* [Given passage]:
Now Collins wants Dial to complete his task by assassinating Jahar, who has been captured and is now in the custody of the police in London, England. Provided with a safe house, passports, and an assistant, Terry Winchell (Richard Harrington), Dial is off to London to complete unfinished business. Disguised as a priest, Dial gets into position in a church bell tower across the street from the building that Jahar is being brought into. When Jahar is brought out of the police van, his head is covered by a jacket, leaving Dial without a clean shot. Not wanting to fail again, Dial patiently waits for his opportunity.

Moments later, from his high vantage point, Dial spots Jahar standing inside the building with his back to the window. Dial grasps the opportunity and shoots through the glass, fatally hitting Jahar in back of his head. Because of the delay caused by a pair of cops, Winchell is late in bringing the getaway car, and this brings attention to them fleeing the scene. After numerous attempts to stop the car, the police open fire, killing Winchell. The car, now out of control, comes to crashing stop, injuring Dial. But Dial manages to get out of the crashed car. On the run and bleeding profusely, he makes his way to the safe house, where he meets curious 12-year-old neighbor Emily Day (Eliza Bennett), who lives with her grandmother (Gemma Jones). Emily helps Dial stop the bleeding. Even though Jahar has been eliminated, the assignment is still considered to be failure by Collins because Dial was filmed fleeing the scene by a security camera.

Meanwhile, Collins is being investigated in the US for running a CIA hit squad, and if the truth gets back about Dial and the death of Chief Superintendent Andrew Windsor (Charles Dance), which happened when Windsor apprehends Dial, Collins will be exposed. Stopping at nothing to keep his name clean, Collins frames Dial for the murder of the Chief Superintendent, even though Collins was actually the killer. Dial, now a wanted man by Collins and the British police, must do whatever it takes to prove his innocence, knowing that Inspector Annette Ballard (Lena Headey), Windsor's vengeful daughter, is also after him.

* [Tasks to carry out]:
a. According to the plot summary, what disguise does Dial wear to get into the church bell tower?
b. Set down everything in the plot summary from "Now Collins wants" down to "for his opportunity.", word for word.
The items have nothing to do with the plot summary.

* [Provided information]:
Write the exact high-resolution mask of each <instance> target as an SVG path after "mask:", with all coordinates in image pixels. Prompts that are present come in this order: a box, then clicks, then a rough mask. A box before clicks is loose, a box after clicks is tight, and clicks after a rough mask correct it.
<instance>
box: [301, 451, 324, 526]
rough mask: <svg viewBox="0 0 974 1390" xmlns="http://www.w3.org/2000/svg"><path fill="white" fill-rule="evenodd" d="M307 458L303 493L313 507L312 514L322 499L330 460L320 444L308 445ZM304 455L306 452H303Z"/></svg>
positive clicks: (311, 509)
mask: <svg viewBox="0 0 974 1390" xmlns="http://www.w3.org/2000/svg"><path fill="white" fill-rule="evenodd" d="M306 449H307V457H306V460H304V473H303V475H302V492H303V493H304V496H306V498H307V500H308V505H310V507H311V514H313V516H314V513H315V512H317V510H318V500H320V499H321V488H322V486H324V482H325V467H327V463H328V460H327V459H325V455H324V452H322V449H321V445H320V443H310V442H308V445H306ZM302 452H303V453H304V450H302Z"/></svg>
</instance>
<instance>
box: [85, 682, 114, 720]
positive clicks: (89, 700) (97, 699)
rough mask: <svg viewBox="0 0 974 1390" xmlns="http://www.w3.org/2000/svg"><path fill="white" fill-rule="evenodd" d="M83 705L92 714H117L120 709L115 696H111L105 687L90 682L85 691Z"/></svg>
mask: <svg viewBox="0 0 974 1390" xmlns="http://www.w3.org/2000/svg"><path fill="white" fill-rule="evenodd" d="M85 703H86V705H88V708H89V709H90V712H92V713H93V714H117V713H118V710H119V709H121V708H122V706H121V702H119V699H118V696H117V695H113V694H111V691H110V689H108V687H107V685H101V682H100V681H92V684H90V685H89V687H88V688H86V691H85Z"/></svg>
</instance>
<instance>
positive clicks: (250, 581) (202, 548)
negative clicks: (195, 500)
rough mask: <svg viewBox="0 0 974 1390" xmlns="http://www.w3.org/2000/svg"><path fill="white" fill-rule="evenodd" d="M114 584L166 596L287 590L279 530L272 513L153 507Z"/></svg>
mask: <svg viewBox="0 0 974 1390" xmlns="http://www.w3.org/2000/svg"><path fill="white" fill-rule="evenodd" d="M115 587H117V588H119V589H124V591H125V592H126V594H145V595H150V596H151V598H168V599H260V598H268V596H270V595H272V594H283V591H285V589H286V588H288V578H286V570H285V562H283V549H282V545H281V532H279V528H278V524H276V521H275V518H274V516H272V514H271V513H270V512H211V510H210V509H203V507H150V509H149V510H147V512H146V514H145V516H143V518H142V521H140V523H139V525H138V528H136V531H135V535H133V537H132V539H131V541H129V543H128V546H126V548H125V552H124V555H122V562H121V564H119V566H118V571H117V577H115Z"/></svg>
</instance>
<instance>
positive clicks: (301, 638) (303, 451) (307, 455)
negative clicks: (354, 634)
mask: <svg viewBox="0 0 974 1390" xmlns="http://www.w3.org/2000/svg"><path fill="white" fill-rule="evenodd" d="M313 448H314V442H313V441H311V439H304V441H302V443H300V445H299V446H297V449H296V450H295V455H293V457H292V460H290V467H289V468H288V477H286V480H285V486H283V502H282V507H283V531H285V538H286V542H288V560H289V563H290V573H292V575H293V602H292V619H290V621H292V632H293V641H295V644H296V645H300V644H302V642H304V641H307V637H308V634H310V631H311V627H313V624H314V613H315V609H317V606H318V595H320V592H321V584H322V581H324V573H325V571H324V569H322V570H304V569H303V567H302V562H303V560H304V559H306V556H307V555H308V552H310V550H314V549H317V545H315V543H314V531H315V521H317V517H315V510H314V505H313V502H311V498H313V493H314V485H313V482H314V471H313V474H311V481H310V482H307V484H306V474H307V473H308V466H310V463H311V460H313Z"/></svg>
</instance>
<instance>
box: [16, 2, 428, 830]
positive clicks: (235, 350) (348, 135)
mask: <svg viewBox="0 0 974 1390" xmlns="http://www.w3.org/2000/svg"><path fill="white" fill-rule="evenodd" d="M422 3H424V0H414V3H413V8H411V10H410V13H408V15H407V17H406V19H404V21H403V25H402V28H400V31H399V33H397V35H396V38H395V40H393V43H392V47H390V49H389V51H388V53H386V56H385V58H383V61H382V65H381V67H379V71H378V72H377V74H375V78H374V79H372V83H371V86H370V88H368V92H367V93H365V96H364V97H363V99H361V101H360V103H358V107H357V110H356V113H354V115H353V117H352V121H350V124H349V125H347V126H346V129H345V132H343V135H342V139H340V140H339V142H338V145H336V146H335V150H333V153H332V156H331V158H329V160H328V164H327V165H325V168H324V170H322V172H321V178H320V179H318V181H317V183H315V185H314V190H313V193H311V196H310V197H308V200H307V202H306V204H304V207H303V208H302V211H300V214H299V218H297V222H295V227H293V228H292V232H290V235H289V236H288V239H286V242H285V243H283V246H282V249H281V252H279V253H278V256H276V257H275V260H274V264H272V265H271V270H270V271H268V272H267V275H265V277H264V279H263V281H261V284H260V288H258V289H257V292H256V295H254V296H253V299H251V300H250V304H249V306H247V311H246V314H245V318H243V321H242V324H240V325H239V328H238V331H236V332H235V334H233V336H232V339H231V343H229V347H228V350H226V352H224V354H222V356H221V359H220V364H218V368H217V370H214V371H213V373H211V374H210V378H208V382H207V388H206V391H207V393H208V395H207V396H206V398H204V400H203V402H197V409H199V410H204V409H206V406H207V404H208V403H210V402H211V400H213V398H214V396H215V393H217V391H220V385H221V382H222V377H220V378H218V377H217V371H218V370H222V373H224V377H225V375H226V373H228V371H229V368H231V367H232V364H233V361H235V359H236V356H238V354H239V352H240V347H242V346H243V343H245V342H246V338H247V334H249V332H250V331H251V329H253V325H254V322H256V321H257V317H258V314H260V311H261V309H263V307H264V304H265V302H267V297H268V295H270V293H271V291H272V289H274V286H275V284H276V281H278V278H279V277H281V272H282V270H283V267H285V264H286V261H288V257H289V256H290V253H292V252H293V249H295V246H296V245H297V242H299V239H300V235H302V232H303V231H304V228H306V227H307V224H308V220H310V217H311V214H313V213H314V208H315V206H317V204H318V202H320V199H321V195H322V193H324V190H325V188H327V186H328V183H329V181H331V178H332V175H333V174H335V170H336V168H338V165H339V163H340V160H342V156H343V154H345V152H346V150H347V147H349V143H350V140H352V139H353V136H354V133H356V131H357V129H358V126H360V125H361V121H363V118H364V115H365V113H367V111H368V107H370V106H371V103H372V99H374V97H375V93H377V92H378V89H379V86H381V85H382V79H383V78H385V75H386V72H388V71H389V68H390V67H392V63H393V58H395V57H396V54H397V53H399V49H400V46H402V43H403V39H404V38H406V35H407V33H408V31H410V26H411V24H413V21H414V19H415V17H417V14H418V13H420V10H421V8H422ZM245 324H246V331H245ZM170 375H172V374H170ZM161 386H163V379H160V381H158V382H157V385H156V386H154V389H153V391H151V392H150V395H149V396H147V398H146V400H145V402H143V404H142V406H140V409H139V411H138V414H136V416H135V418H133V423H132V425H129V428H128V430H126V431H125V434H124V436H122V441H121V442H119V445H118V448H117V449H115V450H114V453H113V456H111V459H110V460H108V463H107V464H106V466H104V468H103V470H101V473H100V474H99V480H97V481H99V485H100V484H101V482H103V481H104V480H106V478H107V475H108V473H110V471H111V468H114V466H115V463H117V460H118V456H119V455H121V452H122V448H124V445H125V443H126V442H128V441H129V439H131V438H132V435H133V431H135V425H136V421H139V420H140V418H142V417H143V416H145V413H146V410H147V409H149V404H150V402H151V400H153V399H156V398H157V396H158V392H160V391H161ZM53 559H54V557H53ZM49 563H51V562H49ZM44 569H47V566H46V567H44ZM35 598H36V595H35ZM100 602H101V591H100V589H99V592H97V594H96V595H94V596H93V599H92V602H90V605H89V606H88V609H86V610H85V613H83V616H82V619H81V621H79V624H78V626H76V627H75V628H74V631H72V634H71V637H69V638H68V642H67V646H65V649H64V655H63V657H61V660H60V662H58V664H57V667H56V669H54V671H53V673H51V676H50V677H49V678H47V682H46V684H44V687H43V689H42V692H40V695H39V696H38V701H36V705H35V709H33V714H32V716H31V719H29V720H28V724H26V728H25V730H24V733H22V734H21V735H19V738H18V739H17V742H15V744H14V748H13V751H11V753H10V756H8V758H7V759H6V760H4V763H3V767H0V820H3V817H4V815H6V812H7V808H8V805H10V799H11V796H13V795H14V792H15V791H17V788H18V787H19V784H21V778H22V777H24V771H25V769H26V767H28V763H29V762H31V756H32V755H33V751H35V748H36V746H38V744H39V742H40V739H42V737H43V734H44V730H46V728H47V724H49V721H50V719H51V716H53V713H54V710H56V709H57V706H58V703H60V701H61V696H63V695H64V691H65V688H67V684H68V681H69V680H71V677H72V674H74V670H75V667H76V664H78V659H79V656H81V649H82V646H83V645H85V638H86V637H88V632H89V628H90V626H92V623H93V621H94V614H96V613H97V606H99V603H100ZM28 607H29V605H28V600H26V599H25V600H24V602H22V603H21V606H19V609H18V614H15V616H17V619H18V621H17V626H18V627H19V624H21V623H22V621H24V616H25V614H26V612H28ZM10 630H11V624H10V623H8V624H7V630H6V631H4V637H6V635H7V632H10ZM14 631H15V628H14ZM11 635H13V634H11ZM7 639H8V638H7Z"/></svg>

* [Exercise answers]:
a. He is disguised as a priest.

b.
Now Collins wants Dial to complete his task by assassinating Jahar, who has been captured and is now in the custody of the police in London, England. Provided with a safe house, passports, and an assistant, Terry Winchell (Richard Harrington), Dial is off to London to complete unfinished business. Disguised as a priest, Dial gets into position in a church bell tower across the street from the building that Jahar is being brought into. When Jahar is brought out of the police van, his head is covered by a jacket, leaving Dial without a clean shot. Not wanting to fail again, Dial patiently waits for his opportunity.